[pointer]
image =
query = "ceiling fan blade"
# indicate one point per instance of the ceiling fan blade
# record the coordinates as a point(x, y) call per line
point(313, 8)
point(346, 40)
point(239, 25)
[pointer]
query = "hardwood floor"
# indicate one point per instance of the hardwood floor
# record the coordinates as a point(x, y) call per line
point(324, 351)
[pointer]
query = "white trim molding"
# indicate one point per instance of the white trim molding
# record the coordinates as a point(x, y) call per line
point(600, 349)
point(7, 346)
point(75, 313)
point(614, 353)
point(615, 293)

* * *

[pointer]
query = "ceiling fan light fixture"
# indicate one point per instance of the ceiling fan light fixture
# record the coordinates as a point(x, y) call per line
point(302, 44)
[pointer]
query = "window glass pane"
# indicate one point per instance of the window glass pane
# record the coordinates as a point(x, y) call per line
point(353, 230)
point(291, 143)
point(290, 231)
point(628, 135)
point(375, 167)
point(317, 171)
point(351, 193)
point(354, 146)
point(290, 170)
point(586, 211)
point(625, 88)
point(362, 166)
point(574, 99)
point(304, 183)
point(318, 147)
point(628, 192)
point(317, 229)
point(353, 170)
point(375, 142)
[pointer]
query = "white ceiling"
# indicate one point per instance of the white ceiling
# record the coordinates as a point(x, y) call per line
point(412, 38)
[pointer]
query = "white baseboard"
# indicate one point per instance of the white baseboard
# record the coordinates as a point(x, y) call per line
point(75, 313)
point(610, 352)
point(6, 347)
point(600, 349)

WHAT THE TASK REQUIRES — Count the lines in the listing above that contain the string "pane", and reply with the number alone.

EXERCISE SOLUTION — 2